WORK INSTRUCTIONS: Repeat the lines of data below word for word, leaving out the pictures.

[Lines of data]
--------------------------------

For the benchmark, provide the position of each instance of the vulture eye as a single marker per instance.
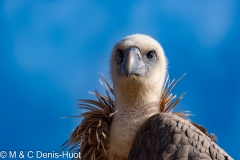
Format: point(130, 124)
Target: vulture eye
point(120, 56)
point(151, 55)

--------------------------------

SOLUTION:
For the benchmark, provide the position of each instance of the vulture eye as a single marker per instance.
Format: point(130, 124)
Target: vulture eye
point(120, 56)
point(151, 55)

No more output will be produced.